> [Problem statement]
Note how many lines in the material have "curb", and give only that figure.

> [Excerpted records]
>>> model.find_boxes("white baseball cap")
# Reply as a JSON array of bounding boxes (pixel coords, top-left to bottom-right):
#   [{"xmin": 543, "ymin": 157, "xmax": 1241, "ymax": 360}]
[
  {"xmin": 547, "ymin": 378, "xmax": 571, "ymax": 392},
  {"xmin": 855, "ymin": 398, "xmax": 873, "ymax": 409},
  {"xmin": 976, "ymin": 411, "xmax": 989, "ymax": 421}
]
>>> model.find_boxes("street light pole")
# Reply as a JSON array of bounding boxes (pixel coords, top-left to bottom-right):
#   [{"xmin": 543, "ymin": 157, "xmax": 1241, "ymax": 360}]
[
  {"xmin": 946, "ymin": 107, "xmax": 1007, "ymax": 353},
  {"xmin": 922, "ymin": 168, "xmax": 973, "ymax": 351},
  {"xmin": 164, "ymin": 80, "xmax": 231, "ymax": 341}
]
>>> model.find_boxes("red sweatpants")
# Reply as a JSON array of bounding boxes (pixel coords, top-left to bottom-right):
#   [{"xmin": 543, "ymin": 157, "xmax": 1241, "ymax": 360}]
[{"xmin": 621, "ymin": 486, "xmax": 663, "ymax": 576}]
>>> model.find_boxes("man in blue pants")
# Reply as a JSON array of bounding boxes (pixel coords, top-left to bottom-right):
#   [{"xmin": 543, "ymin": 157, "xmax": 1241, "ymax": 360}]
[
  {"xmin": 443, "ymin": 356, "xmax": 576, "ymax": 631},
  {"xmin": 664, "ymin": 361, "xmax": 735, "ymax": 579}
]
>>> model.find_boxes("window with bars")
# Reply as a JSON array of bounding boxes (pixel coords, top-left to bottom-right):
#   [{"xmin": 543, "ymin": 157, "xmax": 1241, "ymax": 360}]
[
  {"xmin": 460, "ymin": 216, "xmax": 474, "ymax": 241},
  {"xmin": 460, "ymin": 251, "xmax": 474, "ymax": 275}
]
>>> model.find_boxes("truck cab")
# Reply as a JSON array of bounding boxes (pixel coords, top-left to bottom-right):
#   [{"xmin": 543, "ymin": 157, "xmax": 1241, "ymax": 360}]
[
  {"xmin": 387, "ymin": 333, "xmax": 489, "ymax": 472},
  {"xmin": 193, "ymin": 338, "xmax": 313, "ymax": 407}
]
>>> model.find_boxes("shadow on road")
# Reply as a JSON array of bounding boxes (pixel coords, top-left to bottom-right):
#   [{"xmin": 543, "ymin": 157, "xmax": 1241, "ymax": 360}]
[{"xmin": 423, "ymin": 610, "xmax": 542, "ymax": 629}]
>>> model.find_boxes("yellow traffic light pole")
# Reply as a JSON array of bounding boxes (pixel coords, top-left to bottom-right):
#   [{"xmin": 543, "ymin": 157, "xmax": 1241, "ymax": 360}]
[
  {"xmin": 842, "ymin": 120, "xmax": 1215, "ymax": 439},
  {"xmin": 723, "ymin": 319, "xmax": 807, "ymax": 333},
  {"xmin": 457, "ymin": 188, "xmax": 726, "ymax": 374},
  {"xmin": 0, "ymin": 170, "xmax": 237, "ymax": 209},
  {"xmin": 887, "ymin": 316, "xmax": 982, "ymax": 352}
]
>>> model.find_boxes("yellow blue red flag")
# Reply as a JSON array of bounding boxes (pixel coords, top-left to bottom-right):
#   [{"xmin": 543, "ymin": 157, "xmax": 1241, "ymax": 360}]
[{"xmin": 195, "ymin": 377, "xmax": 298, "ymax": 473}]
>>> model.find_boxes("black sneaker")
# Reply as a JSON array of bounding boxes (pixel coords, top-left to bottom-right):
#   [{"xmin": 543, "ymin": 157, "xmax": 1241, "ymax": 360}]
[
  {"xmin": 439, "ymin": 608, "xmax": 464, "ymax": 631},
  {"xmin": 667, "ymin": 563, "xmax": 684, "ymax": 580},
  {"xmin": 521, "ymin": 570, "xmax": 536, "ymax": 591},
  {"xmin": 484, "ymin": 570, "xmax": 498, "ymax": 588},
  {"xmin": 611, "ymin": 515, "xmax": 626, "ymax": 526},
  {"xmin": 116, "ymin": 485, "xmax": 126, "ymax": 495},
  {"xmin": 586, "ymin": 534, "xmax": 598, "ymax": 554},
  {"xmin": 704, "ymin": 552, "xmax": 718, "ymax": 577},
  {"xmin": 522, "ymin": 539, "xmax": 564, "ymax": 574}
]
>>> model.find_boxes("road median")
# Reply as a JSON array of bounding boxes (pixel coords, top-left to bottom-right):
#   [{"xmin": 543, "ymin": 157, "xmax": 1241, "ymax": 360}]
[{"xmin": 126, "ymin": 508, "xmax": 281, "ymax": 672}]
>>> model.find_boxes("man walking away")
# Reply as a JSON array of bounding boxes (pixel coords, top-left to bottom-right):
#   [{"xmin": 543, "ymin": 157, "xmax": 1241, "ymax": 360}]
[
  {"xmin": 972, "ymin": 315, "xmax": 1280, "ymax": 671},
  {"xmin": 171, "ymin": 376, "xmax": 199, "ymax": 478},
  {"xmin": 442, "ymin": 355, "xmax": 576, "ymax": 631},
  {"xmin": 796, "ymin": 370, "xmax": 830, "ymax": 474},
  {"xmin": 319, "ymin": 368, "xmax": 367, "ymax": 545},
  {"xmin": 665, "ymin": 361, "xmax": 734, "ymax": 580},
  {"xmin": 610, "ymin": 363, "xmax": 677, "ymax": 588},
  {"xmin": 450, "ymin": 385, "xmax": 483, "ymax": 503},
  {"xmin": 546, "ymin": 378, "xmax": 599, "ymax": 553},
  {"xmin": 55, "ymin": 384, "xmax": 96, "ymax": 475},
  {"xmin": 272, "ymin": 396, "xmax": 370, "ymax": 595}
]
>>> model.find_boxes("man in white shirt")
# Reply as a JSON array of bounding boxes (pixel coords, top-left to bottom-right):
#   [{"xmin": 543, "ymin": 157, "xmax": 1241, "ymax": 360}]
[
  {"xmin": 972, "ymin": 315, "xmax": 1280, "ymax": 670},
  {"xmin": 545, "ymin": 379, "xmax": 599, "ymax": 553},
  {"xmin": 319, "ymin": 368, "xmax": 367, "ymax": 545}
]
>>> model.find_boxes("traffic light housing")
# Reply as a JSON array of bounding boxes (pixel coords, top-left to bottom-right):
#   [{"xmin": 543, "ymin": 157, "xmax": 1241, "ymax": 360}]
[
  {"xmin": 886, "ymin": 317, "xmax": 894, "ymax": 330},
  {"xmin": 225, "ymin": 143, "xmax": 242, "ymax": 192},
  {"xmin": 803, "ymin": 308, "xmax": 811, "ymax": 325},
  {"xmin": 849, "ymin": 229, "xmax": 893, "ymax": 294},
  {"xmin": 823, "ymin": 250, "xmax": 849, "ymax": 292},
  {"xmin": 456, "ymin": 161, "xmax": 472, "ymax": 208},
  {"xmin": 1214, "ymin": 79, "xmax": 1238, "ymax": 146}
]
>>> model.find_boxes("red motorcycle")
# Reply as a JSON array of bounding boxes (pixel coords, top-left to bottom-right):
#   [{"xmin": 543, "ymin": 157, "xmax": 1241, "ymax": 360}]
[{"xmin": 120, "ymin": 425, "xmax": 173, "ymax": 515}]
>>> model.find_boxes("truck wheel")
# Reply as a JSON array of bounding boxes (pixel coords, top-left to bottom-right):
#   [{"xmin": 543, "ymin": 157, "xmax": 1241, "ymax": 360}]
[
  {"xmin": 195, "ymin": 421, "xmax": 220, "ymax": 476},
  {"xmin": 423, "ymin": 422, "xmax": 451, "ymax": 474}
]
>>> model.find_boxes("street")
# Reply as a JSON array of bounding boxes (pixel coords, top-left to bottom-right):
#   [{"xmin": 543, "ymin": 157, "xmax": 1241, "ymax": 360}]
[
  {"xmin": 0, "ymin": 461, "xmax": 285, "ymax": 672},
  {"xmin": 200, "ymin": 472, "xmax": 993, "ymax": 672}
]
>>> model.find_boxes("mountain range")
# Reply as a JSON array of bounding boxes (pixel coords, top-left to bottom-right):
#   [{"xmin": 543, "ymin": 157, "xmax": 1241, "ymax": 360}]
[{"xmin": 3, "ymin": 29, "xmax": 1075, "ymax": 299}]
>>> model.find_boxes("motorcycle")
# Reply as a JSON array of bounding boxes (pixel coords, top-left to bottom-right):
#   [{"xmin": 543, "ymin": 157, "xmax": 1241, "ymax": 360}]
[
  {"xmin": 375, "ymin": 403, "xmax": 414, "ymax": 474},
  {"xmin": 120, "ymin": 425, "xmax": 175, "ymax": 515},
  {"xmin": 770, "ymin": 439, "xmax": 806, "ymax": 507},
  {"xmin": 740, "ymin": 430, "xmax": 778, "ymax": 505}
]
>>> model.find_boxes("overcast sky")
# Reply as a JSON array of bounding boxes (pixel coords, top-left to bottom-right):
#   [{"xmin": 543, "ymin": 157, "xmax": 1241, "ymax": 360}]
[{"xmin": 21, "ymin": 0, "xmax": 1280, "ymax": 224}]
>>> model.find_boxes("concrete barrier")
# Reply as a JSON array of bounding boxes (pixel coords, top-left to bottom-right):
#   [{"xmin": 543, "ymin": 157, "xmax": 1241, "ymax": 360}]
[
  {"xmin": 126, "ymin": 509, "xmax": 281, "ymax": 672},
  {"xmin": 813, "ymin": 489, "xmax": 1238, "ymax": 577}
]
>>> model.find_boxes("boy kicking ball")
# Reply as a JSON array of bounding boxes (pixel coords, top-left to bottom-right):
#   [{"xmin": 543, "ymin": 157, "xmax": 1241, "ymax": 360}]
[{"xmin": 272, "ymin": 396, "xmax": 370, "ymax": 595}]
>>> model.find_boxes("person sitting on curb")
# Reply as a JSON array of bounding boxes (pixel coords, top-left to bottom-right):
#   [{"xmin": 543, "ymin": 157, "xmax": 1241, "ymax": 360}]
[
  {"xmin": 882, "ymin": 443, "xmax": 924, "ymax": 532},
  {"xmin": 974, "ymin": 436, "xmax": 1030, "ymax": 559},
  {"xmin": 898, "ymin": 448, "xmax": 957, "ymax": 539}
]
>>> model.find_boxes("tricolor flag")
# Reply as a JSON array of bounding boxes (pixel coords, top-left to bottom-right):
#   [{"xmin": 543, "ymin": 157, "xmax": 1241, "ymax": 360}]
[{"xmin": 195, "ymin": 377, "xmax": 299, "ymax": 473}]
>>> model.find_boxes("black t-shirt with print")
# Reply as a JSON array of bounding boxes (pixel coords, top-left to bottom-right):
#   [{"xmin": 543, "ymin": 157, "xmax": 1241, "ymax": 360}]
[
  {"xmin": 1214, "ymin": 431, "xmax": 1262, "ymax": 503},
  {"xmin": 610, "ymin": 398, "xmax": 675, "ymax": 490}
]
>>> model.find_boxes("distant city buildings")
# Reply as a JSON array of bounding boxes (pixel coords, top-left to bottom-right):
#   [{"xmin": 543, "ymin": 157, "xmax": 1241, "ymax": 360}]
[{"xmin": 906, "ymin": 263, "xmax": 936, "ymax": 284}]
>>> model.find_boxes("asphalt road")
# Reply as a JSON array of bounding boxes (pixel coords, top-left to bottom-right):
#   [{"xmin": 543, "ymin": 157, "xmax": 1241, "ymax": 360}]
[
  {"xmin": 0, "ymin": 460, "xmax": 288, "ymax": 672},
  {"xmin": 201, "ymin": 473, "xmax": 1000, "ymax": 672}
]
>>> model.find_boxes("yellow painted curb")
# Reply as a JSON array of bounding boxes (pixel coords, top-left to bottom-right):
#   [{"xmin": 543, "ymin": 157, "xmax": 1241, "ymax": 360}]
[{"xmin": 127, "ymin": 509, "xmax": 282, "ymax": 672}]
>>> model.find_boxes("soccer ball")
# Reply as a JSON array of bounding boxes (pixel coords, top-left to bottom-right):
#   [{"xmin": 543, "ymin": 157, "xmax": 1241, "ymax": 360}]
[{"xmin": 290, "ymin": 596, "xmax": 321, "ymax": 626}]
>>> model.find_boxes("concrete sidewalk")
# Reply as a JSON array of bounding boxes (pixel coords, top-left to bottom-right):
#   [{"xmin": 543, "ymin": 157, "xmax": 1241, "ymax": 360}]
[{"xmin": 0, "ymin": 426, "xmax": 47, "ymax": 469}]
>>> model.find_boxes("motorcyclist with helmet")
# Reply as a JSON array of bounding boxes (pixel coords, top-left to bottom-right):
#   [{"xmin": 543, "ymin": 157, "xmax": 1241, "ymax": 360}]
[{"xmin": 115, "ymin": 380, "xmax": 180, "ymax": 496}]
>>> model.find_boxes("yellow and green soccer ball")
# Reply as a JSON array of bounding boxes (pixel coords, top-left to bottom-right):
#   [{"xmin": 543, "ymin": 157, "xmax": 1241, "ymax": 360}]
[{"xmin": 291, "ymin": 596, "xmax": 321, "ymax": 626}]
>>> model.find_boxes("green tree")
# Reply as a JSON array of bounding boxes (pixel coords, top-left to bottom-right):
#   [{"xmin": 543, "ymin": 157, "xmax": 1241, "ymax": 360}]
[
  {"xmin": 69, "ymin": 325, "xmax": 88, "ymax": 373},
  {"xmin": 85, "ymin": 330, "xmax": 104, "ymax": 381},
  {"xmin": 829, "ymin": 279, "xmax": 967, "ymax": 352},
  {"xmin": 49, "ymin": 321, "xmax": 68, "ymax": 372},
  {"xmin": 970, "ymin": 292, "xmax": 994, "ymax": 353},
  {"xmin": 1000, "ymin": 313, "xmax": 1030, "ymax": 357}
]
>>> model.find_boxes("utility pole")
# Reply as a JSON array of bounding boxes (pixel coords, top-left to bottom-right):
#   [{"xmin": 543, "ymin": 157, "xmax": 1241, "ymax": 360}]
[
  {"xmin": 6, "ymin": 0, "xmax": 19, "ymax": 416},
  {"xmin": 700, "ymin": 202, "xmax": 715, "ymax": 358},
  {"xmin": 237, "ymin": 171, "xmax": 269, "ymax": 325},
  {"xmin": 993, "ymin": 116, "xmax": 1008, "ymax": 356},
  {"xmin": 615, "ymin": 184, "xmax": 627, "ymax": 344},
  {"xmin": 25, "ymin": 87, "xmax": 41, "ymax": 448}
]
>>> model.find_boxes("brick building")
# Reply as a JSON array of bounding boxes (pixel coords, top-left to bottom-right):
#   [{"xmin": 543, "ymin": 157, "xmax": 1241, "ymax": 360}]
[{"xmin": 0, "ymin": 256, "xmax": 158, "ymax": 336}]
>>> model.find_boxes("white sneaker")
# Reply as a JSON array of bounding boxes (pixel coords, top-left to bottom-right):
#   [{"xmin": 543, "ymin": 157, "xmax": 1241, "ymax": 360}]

> [Task answer]
2